(DATA FOR THIS TASK Opens)

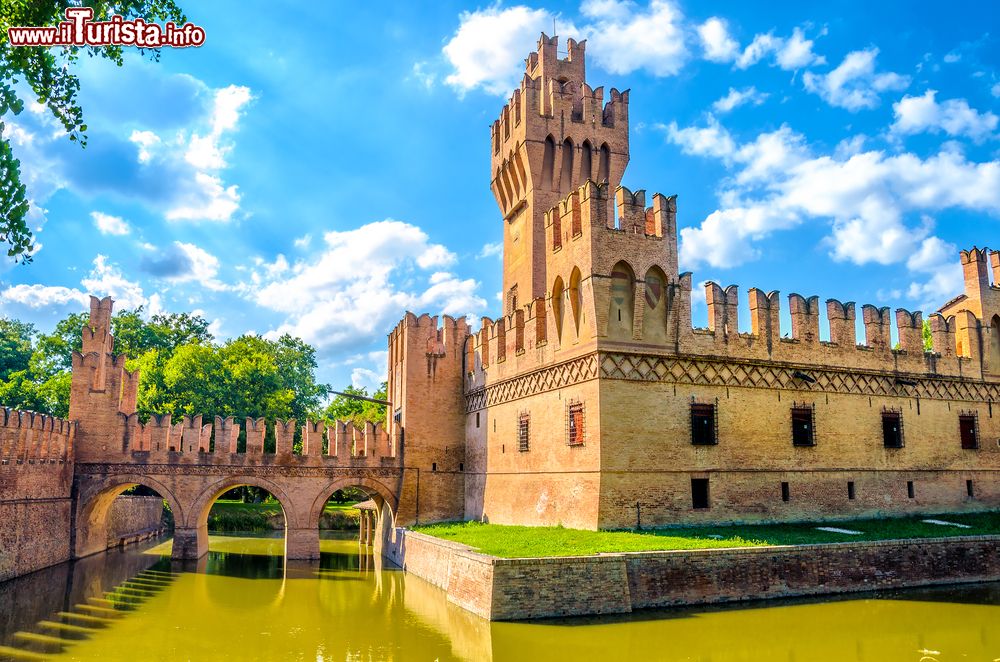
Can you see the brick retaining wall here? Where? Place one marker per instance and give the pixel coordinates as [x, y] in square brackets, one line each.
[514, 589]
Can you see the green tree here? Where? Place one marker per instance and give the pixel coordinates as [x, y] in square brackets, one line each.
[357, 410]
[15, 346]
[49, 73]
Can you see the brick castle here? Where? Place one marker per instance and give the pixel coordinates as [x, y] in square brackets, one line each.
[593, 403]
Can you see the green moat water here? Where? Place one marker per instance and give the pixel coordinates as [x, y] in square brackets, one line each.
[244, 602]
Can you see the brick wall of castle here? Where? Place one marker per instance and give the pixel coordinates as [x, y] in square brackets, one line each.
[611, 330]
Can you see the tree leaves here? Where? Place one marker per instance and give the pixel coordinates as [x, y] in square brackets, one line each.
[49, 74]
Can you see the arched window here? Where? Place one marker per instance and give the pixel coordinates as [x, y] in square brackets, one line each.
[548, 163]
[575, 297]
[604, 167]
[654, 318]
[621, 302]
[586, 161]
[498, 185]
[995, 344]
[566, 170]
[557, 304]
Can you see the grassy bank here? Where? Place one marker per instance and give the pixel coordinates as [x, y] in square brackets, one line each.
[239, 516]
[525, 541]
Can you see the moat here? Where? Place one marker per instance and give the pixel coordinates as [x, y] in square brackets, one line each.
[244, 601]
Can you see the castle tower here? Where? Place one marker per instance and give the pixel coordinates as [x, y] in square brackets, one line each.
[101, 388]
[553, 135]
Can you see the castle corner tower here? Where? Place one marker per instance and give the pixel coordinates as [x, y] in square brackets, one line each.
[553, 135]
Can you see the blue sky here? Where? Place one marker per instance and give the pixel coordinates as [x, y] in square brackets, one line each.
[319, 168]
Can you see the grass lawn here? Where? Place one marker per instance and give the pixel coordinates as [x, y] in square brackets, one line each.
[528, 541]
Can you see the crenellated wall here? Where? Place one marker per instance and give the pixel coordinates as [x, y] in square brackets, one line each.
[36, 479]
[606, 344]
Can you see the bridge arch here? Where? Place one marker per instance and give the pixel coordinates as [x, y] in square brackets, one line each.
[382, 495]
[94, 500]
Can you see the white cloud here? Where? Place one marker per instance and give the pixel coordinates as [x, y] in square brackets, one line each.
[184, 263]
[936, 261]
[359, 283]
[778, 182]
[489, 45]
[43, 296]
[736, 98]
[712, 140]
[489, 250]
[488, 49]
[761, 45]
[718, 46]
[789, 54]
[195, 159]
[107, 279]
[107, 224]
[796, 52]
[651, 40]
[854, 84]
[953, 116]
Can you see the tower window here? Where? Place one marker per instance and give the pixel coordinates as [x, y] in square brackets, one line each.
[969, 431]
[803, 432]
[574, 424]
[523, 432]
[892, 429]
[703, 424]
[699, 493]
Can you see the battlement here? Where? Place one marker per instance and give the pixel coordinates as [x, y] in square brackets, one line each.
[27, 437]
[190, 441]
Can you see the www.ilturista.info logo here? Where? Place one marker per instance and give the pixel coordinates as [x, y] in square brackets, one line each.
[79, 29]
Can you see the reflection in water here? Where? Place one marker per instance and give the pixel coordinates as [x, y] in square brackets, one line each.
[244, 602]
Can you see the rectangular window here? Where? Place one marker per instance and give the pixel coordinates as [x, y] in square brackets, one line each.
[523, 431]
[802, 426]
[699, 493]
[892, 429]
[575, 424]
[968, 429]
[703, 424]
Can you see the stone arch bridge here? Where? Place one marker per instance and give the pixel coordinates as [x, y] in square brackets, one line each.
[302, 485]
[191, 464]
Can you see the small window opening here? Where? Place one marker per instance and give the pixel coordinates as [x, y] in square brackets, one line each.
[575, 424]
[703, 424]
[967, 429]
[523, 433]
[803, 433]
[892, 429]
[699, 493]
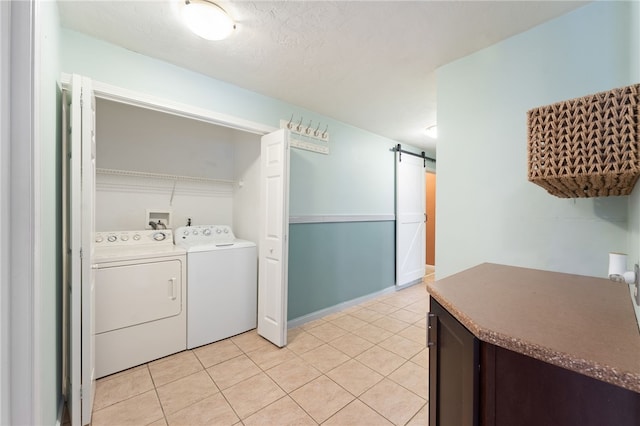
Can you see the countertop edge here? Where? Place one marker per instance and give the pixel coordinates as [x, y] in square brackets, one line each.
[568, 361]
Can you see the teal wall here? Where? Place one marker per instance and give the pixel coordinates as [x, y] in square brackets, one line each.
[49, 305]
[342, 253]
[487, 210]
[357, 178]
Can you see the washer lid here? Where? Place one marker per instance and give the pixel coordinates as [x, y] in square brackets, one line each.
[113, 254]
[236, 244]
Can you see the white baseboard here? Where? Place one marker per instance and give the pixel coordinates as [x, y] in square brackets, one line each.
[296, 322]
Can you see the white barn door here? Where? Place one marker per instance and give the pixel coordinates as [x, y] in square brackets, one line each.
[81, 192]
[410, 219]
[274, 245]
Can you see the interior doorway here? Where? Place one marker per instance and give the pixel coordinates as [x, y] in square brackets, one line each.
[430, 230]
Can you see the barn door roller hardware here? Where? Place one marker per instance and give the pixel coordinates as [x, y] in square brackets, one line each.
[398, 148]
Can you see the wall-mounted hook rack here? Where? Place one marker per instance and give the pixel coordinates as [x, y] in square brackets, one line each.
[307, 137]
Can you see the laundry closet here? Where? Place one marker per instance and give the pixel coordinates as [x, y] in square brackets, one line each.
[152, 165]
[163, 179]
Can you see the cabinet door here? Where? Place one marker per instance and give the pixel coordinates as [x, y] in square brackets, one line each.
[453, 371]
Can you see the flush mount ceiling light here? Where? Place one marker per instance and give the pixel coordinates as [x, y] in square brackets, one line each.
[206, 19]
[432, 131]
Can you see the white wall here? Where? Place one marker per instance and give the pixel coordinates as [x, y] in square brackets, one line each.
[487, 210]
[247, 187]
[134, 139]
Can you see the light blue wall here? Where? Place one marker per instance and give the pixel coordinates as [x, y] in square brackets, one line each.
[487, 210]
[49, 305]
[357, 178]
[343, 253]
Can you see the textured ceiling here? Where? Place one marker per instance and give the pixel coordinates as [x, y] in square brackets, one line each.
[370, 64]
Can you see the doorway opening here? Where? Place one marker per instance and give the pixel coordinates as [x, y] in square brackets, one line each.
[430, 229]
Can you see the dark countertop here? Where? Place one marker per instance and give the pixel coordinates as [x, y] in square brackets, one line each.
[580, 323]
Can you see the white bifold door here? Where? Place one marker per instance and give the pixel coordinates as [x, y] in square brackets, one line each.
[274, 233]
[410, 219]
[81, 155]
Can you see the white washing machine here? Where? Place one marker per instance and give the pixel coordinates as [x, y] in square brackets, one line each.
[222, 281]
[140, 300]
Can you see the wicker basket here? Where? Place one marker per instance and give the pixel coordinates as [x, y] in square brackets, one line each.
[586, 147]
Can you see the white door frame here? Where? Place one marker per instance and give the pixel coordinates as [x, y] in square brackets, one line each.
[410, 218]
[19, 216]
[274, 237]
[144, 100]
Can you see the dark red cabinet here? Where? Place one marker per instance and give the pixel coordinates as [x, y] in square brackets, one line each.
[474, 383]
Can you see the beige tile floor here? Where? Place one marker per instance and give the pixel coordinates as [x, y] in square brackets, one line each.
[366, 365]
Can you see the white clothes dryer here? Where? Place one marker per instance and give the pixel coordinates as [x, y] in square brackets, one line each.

(DATA FOR THIS TASK Closes)

* [TASK REQUIREMENTS] Write the entries above out again exactly, omitting each image.

* [ANSWER AREA]
Can you see the brick retaining wall here? Where? Place one marker per instance and give the pixel coordinates as [x, y] in square brackets, one line each.
[514, 589]
Can you see the green tree here? Where? Place one marker per instance and give the pixel coordinates as [x, y] in square brackets, one line each.
[357, 410]
[15, 346]
[49, 73]
Can you see the brick castle here? Where? Place one marker per instance and give the pixel coordinates as [x, y] in square brackets, one line each.
[593, 403]
Can you see the green moat water here? Where? Place one marker per instance and give the pixel coordinates as [x, y] in square brackets, one line each.
[244, 602]
Can you see the brick wall of castle here? Where? Place one marker per instance and give the pixel coordinates as [x, y] in square brackets, one line each.
[611, 330]
Can you see the tree leaves here? Where? Place one marker per instance and give the pixel coordinates as [x, y] in square brackets, one line each.
[49, 74]
Can you see the arched window here? Where? Place one marker per instance and give the pixel coordinates as [x, y] in square brackets, one line each.
[548, 163]
[575, 297]
[604, 167]
[654, 318]
[621, 302]
[586, 161]
[498, 185]
[995, 344]
[566, 170]
[557, 304]
Can you see the grassy bank here? Where? Place one marker per instance and give the pixel coordinates as [x, y] in square brackets, one line each.
[239, 516]
[525, 541]
Can you see the moat here? Where? Place one marker per instance and give the pixel coordinates as [x, y] in square brackets, one line each.
[244, 601]
Can you see the castle tower here? Where? Place one marker per instance and give the pixel coordinates as [x, y] in square brackets, one line each.
[101, 388]
[553, 135]
Can you see the castle corner tower here? Where? Place one marker per instance and give the pixel coordinates as [x, y] in square brackets, one line each.
[553, 135]
Can you see the blue sky here? Where? Place one marker per instance and give the pixel coordinates as [x, y] in square brackets, one line each.
[319, 168]
Can you see the grass lawn here? Where? Place one marker per instance and give the pixel coordinates as [x, y] in square brackets, one line each.
[528, 541]
Can you see the crenellated wall here? Where? Place one marker per instance and give the pixel coordinates as [x, y] in square brackets, one line each.
[36, 479]
[606, 344]
Can you see the bridge arch here? Where? Place one marker per instance and give the pixel coordinates as [x, y] in square brackets, one line each.
[382, 495]
[94, 500]
Can you see the white cloud here? Where? Place one marker per instance and give the pixel coordinates as [x, y] in square brackets, one line each.
[184, 263]
[936, 261]
[359, 283]
[778, 182]
[489, 45]
[43, 296]
[736, 98]
[712, 140]
[489, 250]
[488, 49]
[761, 45]
[718, 46]
[789, 54]
[195, 159]
[107, 279]
[107, 224]
[796, 52]
[651, 40]
[854, 84]
[953, 116]
Can you see the tower window here? Where? Place one marker per instance and give the pixel coordinates as [x, y] in square brackets, one line each.
[969, 431]
[803, 432]
[574, 424]
[523, 432]
[892, 429]
[703, 424]
[699, 493]
Can you see the battlement here? Where? Place one marker per instance and give the pixel coordinates as [x, y] in square brackets, one line each.
[27, 437]
[190, 441]
Can you see the www.ilturista.info logo here? Where? Place one marker per instance and give the pixel coordinates as [x, y] in square brackets, one line each.
[79, 29]
Can you see the reflection in water here? Where? Place one marker per instance and give the pixel coordinates as [x, y] in square brackets, one line each.
[244, 602]
Can you see the rectangular window here? Where? Place one marker per instance and give the pixel coordinates as [x, y] in square brackets, one line each.
[523, 431]
[802, 426]
[699, 493]
[892, 429]
[575, 424]
[968, 429]
[703, 424]
Can you see the stone arch bridge here? Where? Place one marker per instance and give the pixel coordinates as [x, y] in square brackets, one line each.
[302, 485]
[191, 464]
Can you see the small window opening here? Where? Place one marker per instance and give the pixel coordinates as [x, y] in square brackets, one line each.
[575, 424]
[703, 424]
[967, 429]
[523, 433]
[803, 433]
[892, 429]
[699, 493]
Can you see the countertop edge here? Where? Place one marker per instance and give the pixel coordinates as [x, y] in square brackets, one line each.
[568, 361]
Can you see the teal wall here? Where? Place one marker per instance and give the pixel coordinates as [x, y] in square brackets, one line each.
[49, 305]
[342, 253]
[487, 210]
[357, 178]
Can you see the washer lid here? Where? Place one marker per instance and give the pixel coordinates as [x, y] in square brackets, one line each.
[113, 254]
[236, 244]
Can you see the white baseboard here? Where? Place one marker per instance and give the pixel coordinates as [x, y] in square brackets, one line each.
[296, 322]
Can you see the white barn door here? Where? Place one marker per instance and give the pixel coordinates as [x, y] in square brackets, one line each.
[81, 192]
[410, 219]
[274, 245]
Can you see the interior doorway here? Where? Place one marker per instance and give the pixel coordinates as [x, y] in square brackets, one line each.
[430, 230]
Can you see the barn door roller hardware here? Where? Place one marker per instance and give the pixel coordinates as [x, y] in square brackets, one line each.
[398, 148]
Can you see the wall-mounted hook rack here? Where? Place one marker per instance and give the pixel coordinates as [x, y] in square brackets, one line each.
[307, 137]
Can you see the laundry closet here? Where? Place one marker per instance and give the pixel coordinates as [x, y] in square brackets, one line each.
[152, 165]
[163, 179]
Can you see the cabinet door here? Where? Place one marker per instance and give the pixel coordinates as [x, y] in square brackets, one line each.
[453, 371]
Can you see the flush mount ceiling light here? Where? Place one marker per instance and give the pixel coordinates as [x, y] in square brackets, one line each.
[206, 19]
[432, 131]
Can you see the white wall here? Where? Place one marker per instance and give the pixel coordinates as [x, y] in square brackets, one line each.
[487, 210]
[247, 187]
[134, 139]
Can you see the light blue wall here? Where? Place one marker per instance and give the pixel coordinates as [x, y] in square brackets, one line each.
[487, 210]
[49, 305]
[357, 178]
[343, 253]
Can you see the textured ceiling here? Where? Place one marker per instance and give the pixel coordinates as [x, y] in square brackets, one line each.
[370, 64]
Can you see the doorway opening here? Where? Place one marker per instance and give the pixel coordinates as [x, y] in square brackets, one line each.
[430, 229]
Can you see the dark countertop here? Where? Place one marker per instance and give the pixel coordinates as [x, y] in square brackets, one line each.
[580, 323]
Can you see the white bifold door here? Where? Place one marker per instance and give the pixel coordinates as [x, y] in square brackets, one line each.
[274, 233]
[410, 219]
[81, 155]
Can you see the white washing machine here? Where? Place one marker per instance and give the pixel coordinates as [x, y] in square brackets, one line each.
[222, 281]
[140, 300]
Can you see the wicker basket here? Where? Place one marker per instance and give the pixel coordinates as [x, y] in square brackets, one line each.
[586, 147]
Can you see the white door frame here? Where? Place one marker per instance and give the pixel coordinates as [x, y] in square brackets, one line each.
[410, 218]
[19, 216]
[274, 237]
[144, 100]
Can you see the dark red cabinet here? Where? Place one marker per instance and give the pixel coordinates as [x, y] in square brackets, one line each.
[474, 383]
Can you see the beige tile floor here? Where? Place one marker per instance and give the pixel coordinates as [x, y] in square brackets, one line each.
[366, 365]
Can you see the white clothes dryer here? Where? Place one marker per instance and give the pixel coordinates as [x, y] in square brackets, one line each.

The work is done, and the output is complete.